*Task brief*. Find every line in the records below that contains the string "sleeve", and copy each of those lines in full.

*Given information*.
[start]

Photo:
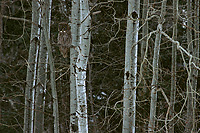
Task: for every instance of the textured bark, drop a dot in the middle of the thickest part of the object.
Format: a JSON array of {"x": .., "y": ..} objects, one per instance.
[
  {"x": 190, "y": 120},
  {"x": 73, "y": 58},
  {"x": 196, "y": 54},
  {"x": 129, "y": 100},
  {"x": 31, "y": 65},
  {"x": 173, "y": 68},
  {"x": 154, "y": 83},
  {"x": 81, "y": 66},
  {"x": 41, "y": 79},
  {"x": 46, "y": 26}
]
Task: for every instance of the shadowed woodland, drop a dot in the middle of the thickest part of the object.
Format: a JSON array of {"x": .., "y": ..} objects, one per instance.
[{"x": 99, "y": 66}]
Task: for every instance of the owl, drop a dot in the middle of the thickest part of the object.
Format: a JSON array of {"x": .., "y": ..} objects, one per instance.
[{"x": 64, "y": 41}]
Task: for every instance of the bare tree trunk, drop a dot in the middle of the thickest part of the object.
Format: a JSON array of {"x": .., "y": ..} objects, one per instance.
[
  {"x": 90, "y": 87},
  {"x": 189, "y": 94},
  {"x": 144, "y": 40},
  {"x": 41, "y": 79},
  {"x": 173, "y": 68},
  {"x": 34, "y": 41},
  {"x": 46, "y": 26},
  {"x": 154, "y": 83},
  {"x": 129, "y": 100},
  {"x": 81, "y": 66},
  {"x": 73, "y": 58},
  {"x": 196, "y": 54}
]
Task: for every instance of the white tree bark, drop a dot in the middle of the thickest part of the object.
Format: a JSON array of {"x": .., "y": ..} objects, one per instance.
[
  {"x": 41, "y": 79},
  {"x": 154, "y": 83},
  {"x": 196, "y": 54},
  {"x": 46, "y": 27},
  {"x": 31, "y": 68},
  {"x": 81, "y": 66},
  {"x": 191, "y": 79},
  {"x": 73, "y": 58},
  {"x": 173, "y": 67},
  {"x": 129, "y": 100}
]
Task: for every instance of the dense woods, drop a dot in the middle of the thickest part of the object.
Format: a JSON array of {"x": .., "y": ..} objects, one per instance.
[{"x": 99, "y": 66}]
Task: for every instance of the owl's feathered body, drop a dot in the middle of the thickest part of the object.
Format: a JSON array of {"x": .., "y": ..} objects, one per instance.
[{"x": 64, "y": 42}]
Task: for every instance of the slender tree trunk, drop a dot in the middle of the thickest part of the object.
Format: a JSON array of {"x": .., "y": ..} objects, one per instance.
[
  {"x": 46, "y": 26},
  {"x": 173, "y": 68},
  {"x": 154, "y": 83},
  {"x": 191, "y": 81},
  {"x": 94, "y": 125},
  {"x": 41, "y": 79},
  {"x": 73, "y": 58},
  {"x": 144, "y": 41},
  {"x": 196, "y": 61},
  {"x": 81, "y": 66},
  {"x": 31, "y": 65},
  {"x": 129, "y": 100}
]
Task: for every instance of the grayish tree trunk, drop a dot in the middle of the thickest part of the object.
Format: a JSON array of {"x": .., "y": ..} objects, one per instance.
[
  {"x": 81, "y": 66},
  {"x": 129, "y": 100},
  {"x": 73, "y": 58},
  {"x": 41, "y": 77},
  {"x": 154, "y": 83},
  {"x": 34, "y": 40},
  {"x": 144, "y": 40},
  {"x": 196, "y": 54},
  {"x": 46, "y": 26},
  {"x": 190, "y": 120},
  {"x": 173, "y": 67}
]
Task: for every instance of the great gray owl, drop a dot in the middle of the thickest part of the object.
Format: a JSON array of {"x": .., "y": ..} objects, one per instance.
[{"x": 64, "y": 41}]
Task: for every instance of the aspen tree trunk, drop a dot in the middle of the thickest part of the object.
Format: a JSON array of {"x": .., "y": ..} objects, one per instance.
[
  {"x": 173, "y": 67},
  {"x": 154, "y": 83},
  {"x": 144, "y": 36},
  {"x": 46, "y": 26},
  {"x": 190, "y": 120},
  {"x": 129, "y": 100},
  {"x": 144, "y": 28},
  {"x": 34, "y": 40},
  {"x": 41, "y": 78},
  {"x": 81, "y": 66},
  {"x": 196, "y": 61},
  {"x": 73, "y": 58}
]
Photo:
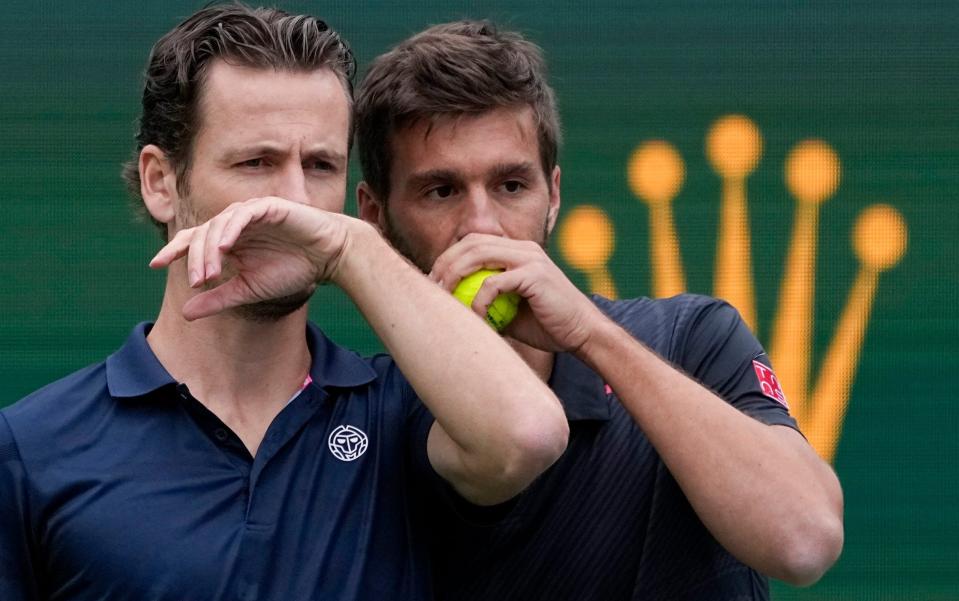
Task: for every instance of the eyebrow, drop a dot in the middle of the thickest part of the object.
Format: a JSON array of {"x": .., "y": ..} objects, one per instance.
[
  {"x": 524, "y": 169},
  {"x": 244, "y": 152},
  {"x": 498, "y": 171}
]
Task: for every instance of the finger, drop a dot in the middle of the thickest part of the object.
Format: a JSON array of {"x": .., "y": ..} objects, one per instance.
[
  {"x": 212, "y": 254},
  {"x": 196, "y": 256},
  {"x": 233, "y": 228},
  {"x": 225, "y": 296},
  {"x": 173, "y": 250}
]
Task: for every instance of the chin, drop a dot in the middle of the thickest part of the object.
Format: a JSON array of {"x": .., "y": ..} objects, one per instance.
[{"x": 275, "y": 309}]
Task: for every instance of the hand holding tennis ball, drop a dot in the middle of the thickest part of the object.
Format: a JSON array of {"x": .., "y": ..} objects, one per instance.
[{"x": 503, "y": 308}]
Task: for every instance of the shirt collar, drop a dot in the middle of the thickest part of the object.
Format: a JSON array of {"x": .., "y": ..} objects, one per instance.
[
  {"x": 580, "y": 389},
  {"x": 134, "y": 370}
]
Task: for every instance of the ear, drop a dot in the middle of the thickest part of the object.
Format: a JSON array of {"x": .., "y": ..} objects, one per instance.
[
  {"x": 553, "y": 209},
  {"x": 371, "y": 209},
  {"x": 158, "y": 184}
]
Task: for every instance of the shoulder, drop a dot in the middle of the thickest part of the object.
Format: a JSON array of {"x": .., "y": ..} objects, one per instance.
[
  {"x": 666, "y": 324},
  {"x": 71, "y": 394},
  {"x": 73, "y": 403}
]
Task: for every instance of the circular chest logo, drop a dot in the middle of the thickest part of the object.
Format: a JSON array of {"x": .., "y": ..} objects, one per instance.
[{"x": 348, "y": 443}]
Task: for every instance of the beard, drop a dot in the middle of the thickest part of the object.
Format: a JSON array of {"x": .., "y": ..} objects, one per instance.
[
  {"x": 406, "y": 247},
  {"x": 265, "y": 311}
]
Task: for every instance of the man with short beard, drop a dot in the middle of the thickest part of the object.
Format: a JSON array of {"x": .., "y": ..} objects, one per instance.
[
  {"x": 668, "y": 490},
  {"x": 230, "y": 450}
]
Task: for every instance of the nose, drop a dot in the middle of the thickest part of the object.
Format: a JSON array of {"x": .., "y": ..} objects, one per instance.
[
  {"x": 480, "y": 215},
  {"x": 290, "y": 183}
]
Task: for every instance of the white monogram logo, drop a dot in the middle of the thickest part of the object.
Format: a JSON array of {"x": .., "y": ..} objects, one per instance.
[{"x": 348, "y": 443}]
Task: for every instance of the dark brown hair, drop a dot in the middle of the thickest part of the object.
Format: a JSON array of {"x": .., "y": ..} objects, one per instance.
[
  {"x": 460, "y": 68},
  {"x": 238, "y": 34}
]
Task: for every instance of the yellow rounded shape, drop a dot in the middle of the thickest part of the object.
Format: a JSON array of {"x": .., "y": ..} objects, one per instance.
[
  {"x": 733, "y": 146},
  {"x": 503, "y": 308},
  {"x": 880, "y": 236},
  {"x": 586, "y": 238},
  {"x": 812, "y": 171},
  {"x": 655, "y": 171}
]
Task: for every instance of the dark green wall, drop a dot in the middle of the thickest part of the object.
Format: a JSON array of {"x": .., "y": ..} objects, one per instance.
[{"x": 879, "y": 82}]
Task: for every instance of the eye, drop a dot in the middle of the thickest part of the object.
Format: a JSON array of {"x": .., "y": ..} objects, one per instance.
[
  {"x": 513, "y": 186},
  {"x": 320, "y": 165},
  {"x": 441, "y": 192}
]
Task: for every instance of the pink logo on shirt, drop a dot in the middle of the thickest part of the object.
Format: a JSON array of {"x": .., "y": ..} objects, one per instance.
[{"x": 769, "y": 383}]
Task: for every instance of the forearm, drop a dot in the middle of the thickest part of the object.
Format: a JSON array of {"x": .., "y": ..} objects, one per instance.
[
  {"x": 501, "y": 425},
  {"x": 760, "y": 490}
]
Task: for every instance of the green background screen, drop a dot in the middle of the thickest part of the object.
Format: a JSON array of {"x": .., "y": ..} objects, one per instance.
[{"x": 877, "y": 82}]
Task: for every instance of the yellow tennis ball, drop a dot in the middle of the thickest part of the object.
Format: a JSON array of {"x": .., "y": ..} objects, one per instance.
[{"x": 503, "y": 308}]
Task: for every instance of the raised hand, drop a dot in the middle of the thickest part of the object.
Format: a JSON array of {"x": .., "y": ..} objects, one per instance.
[
  {"x": 260, "y": 249},
  {"x": 555, "y": 316}
]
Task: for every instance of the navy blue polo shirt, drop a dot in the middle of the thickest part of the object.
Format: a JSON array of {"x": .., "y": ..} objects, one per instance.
[
  {"x": 608, "y": 522},
  {"x": 115, "y": 483}
]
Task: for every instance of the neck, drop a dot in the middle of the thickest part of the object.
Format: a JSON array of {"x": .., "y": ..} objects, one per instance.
[
  {"x": 241, "y": 370},
  {"x": 540, "y": 361}
]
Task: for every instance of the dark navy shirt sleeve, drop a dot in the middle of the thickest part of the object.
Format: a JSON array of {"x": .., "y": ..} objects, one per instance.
[
  {"x": 718, "y": 350},
  {"x": 17, "y": 578}
]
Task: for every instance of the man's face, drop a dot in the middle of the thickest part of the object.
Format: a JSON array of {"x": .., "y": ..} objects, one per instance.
[
  {"x": 467, "y": 174},
  {"x": 267, "y": 133}
]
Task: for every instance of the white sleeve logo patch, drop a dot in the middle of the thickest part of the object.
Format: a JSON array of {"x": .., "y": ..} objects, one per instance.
[{"x": 347, "y": 443}]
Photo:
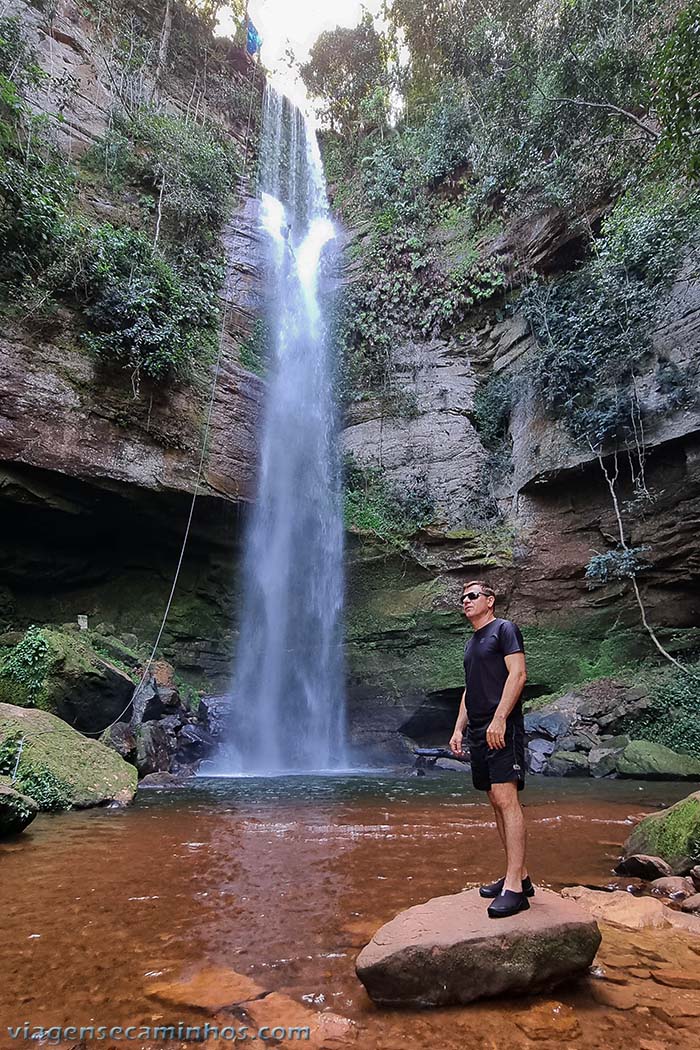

[end]

*Result of this task*.
Task: for every instance of the dark navy shirt sleeve, drop a dot in the middle of the thickest part of the object.
Task: for every instance of the white sleeve logo patch, drop a dot in the middle of the thickest part of the object.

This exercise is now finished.